◆ Assignment: Only the lines from the one containing "else: point(245, 229)." to the end of the records should be given again, word for word and in full.
─── Excerpted data ───
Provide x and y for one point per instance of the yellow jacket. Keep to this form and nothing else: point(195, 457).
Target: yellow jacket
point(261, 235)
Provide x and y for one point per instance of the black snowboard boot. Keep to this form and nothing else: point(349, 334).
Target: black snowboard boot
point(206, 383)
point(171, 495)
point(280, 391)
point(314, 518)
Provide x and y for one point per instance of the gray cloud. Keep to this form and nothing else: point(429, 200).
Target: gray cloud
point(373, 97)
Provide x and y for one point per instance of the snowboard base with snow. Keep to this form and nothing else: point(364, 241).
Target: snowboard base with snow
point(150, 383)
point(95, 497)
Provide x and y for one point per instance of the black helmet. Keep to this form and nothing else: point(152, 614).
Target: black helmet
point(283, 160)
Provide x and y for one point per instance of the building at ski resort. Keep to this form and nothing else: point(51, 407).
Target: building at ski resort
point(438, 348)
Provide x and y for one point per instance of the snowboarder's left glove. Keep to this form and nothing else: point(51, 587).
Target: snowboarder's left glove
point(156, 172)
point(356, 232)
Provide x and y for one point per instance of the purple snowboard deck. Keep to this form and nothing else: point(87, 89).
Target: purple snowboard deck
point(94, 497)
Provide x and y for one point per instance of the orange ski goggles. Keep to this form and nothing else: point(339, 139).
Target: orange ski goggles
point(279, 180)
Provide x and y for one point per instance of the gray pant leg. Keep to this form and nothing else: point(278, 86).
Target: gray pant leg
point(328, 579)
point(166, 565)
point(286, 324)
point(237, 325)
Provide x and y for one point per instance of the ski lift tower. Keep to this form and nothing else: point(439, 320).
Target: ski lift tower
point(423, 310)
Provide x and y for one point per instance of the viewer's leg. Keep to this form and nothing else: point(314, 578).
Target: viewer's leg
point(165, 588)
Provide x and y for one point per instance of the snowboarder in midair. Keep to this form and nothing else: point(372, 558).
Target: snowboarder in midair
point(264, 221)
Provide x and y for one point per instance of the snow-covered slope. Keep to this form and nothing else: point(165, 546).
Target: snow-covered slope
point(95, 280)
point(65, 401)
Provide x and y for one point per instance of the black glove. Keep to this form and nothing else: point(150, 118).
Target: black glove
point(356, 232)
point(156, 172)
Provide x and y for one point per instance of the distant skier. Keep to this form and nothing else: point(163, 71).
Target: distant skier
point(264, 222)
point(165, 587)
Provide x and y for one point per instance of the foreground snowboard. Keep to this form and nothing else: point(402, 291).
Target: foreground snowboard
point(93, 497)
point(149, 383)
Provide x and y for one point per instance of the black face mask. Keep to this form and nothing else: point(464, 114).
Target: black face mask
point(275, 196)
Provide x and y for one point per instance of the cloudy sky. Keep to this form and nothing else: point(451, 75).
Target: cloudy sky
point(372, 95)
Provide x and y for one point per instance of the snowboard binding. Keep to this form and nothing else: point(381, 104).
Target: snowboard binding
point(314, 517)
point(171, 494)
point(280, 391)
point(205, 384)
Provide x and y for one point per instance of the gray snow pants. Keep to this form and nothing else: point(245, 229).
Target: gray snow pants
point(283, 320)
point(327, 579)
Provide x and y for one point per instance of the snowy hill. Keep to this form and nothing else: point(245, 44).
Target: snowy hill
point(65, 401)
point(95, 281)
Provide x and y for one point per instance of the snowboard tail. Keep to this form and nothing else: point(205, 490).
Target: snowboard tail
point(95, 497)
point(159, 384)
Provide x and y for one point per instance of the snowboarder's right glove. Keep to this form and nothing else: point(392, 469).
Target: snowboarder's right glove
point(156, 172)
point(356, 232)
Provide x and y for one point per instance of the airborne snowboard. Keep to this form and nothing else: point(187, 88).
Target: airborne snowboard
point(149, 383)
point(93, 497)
───
◆ Response area:
Provide x and y for one point per instance of the gray snow pants. Keep to this form and nothing else: point(245, 229).
Target: gray snow pants
point(283, 320)
point(327, 579)
Provide x and y for one point per instance of the snowy hill. Keep to this form and nothing else: point(245, 44).
Target: snowy hill
point(65, 401)
point(95, 281)
Provide x and y for one point per instance of the snowboard tail. Keep to this form and nothing else: point(205, 490).
Target: snowboard tail
point(95, 497)
point(159, 384)
Provide x and y for one point per instance of the snowboarder's right glove. Keep to this form and nothing else: point(392, 469).
Target: snowboarder's right glove
point(156, 172)
point(356, 232)
Provide x and y for one point per instance of the airborne snowboard. Keep to this form and nothing else: point(187, 88).
Target: airborne snowboard
point(149, 383)
point(93, 497)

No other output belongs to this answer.